**TASKS AND EXERCISES:**
a: Answer these questions from the text on the oxygen delivery system:
(i) What holds the regulator in a closed position before operation?
(ii) Which three pulmonary diseases are named as reasons for supplemental oxygen?
(iii) What three situations are given as a time of need in an emergency?
b: Proceed with the text on the oxygen delivery system, starting after its last sentence.

**READING PASSAGE:**
╭──

Abstract:
An oxygen delivery system provides supplemental oxygen on demand from an oxygen source to a human being via an oxygen mask. The system includes a regulator having an inlet and an outlet. The regulator is removably secured to the oxygen source. A release pin is disposed in the regulator for quickly actuating operation of the regulator. Prior to operation, the release pin maintains the regulator in a closed position so that the regulator prevents the flow of oxygen from the oxygen source. Upon removal of the release pin, the regulator assumes an open position so that it permits the flow of oxygen from the oxygen source, through the regulator, and to the human being. The system is rechargeable and may be carried on the person or stored at home for emergency use.

Description:
BACKGROUND 
     The present invention pertains to pressure regulators and more particularly pertains to an oxygen delivery system for delivering oxygen on demand from an oxygen source to a human being via an oxygen mask. 
     Supplemental oxygen is often provided to individuals suffering from pulmonary diseases such as emphysema, bronchitis, and asthma. Supplemental oxygen can also be part of a post-operative regime where it is key to a patient&#39;s good health and speedy recovery. Most supplemental oxygen delivery systems operate alike. 
     Oxygen is delivered from an oxygen source, usually a tank containing pressurized fluid, through a regulator device and to the patient by way of a nasal cannula or face mask. Such devices, however, require professional care and attention to insure proper hook-up and operation. Another problem with present supplemental oxygen delivery systems is that the regulators have complicated pneumatic control systems for regulating the flow of oxygen. These include valves, solenoids, electronic sensors, and diaphragms, each of which adds significantly to manufacturing costs making mass production and sale of these devices cost-prohibitive. Moreover, regulator components become worn over time and may fail to operate. This is unacceptable. 
     Many of the same problems with oxygen delivery systems heretofore available make them clumsy and impossible to carry on the person as well. Elderly patients having reduced lung function must ride in battery powered carts due to the large oxygen tanks and delivery systems that require electricity to operate. 
     Another problem is that present oxygen delivery apparatus do not provide for immediate delivery of oxygen in emergency situations where time is of the essence. A time of need may include heart attack, stroke, or a smoke-filled home. Thus, there is a need for an oxygen delivery system, or kit, for use when one is away from the hospital or at home. 
     Home health care providers and patients could also benefit from a handy, easy-to-operate emergency oxygen delivery system capable of delivering oxygen on demand without the use of electric power. Clearly, an oxygen delivery system of this sort should be portable, reusable, and inexpensive to manufacture. 
     Therefore, it is highly desirable to provide a new oxy,ten delivery system. 
     It is highly desirable to provide a new oxygen delivery system that is easy to operate and that does not require a medical technician to hook-up. 
     It is also highly desirable to provide a new oxygen delivery system that does not include complicated pneumatic control systems with valves, solenoids, electronic sensors, and diaphragms that may wear out or fail to operate. 
     It is also highly desirable to provide a new oxygen delivery system that does not need a source of electricity to operate. 
     It is also highly desirable to provide a new oxygen delivery system capable of delivering oxygen instantly upon demand from an oxygen source to a human being.

╰──

Photo-based referring expression data
╭──

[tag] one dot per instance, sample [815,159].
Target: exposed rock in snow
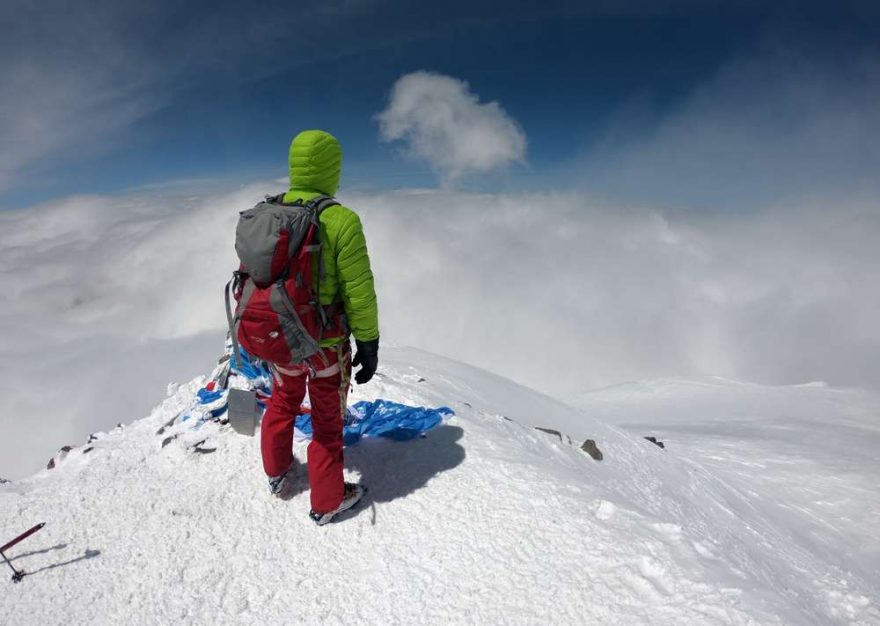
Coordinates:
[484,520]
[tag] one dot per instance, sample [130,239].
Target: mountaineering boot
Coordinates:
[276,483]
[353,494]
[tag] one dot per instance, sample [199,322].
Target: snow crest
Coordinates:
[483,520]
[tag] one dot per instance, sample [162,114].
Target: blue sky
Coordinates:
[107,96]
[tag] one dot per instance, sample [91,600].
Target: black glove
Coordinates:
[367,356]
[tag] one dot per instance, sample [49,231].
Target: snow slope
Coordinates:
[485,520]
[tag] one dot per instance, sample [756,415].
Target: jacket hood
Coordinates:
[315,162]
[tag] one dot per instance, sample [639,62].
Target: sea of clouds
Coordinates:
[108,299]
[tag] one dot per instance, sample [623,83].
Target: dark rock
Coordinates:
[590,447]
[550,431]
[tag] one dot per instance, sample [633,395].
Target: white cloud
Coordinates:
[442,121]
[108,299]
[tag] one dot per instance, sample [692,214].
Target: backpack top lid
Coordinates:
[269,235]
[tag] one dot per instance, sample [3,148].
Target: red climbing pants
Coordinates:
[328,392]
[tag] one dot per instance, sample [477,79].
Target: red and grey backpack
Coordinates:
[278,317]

╰──
╭──

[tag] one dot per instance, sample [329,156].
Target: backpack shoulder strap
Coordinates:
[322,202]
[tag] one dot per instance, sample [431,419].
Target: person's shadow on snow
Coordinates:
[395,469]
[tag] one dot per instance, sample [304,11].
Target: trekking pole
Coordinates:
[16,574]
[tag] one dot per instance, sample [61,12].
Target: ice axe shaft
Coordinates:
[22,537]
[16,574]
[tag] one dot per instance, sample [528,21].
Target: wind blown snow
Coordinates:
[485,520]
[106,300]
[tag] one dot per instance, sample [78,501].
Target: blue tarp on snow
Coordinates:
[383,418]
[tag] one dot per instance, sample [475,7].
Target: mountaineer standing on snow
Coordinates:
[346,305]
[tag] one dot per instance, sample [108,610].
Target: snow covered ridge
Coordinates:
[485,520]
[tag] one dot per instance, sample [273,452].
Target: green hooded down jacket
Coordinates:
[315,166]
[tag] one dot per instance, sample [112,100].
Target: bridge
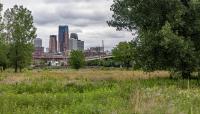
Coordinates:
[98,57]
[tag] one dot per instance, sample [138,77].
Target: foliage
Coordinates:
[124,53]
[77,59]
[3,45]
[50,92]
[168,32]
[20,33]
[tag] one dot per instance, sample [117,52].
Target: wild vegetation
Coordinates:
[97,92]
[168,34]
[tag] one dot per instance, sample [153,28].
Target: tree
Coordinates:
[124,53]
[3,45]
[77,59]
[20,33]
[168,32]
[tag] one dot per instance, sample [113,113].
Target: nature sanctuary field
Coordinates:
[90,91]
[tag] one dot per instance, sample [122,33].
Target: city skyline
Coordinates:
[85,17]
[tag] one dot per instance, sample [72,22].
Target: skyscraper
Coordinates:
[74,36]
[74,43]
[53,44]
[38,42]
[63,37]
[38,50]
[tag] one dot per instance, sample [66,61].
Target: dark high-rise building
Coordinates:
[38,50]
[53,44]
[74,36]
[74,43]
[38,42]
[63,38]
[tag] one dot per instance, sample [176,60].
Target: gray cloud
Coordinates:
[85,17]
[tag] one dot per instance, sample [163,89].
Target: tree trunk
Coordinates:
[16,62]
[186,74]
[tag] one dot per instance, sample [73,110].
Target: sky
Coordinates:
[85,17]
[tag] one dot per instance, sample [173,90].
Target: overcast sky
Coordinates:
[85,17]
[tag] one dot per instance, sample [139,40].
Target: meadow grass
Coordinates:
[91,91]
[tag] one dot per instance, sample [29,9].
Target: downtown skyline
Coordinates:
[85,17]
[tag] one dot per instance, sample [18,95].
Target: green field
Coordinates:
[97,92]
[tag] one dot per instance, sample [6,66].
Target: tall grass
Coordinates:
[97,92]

╰──
╭──

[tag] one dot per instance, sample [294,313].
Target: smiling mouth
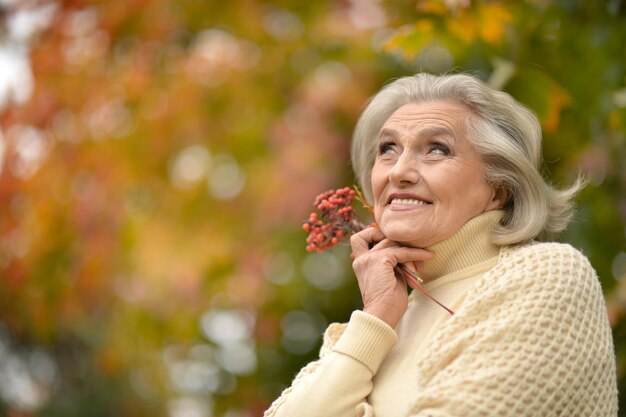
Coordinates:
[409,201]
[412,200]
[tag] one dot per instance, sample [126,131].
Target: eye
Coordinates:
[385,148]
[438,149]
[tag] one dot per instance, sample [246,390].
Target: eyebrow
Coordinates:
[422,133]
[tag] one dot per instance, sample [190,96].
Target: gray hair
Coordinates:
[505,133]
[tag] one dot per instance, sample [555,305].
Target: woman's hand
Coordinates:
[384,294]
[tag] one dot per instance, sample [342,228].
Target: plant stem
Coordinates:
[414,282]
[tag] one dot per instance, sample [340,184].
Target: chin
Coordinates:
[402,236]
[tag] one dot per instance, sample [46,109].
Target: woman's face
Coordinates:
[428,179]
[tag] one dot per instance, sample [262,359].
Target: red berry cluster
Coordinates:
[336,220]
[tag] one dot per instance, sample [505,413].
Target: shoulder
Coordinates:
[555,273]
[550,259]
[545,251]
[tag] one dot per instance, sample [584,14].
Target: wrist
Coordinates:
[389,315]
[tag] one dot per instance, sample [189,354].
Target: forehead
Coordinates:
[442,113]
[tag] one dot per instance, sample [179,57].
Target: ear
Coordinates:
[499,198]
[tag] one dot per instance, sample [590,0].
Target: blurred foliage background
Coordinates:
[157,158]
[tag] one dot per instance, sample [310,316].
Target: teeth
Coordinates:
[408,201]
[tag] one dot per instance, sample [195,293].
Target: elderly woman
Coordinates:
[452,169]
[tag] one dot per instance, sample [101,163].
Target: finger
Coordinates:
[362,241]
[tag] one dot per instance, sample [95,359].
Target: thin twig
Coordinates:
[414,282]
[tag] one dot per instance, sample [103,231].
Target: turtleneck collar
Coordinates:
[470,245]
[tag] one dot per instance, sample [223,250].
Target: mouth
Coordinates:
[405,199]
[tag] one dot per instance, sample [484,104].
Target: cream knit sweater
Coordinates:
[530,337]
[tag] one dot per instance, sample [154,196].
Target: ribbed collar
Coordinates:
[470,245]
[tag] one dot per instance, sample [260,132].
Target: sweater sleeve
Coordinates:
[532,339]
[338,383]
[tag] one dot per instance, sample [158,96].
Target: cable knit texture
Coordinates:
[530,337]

╰──

**SOLVED TASKS:**
a:
(i) The release pin.
(ii) Emphysema, bronchitis, and asthma.
(iii) A heart attack, a stroke, or a smoke-filled home.

b:
     It is also highly desirable to provide a new oxygen delivery system that is convenient to carry on the person and is inexpensive to manufacture and use repeatedly. 
     It is finally highly desirable to provide a new oxygen delivery system that meets all of the above desired features. 
     SUMMARY 
     It is an object of the invention to provide a new oxygen delivery system. 
     It is also an object of the invention to provide a new oxygen delivery system that is easy to operate and that does not require a medical technician to hook-up. 
     It is another object of the invention to provide a new oxygen delivery system that does not include complicated pneumatic control systems with valves, solenoids, electronic sensors, and diaphragms that may wear out or fail to operate. 
     It is yet another object of the invention to provide a new oxygen delivery system that does not need a source of electricity to operate. 
     It is still another object of the invention to provide a new oxygen delivery system capable of delivering oxygen instantly upon demand from an oxygen source to a human being. 
     It is also an object of the invention to provide a new oxygen delivery system that is convenient to carry on the person and is inexpensive to manufacture and use repeatedly.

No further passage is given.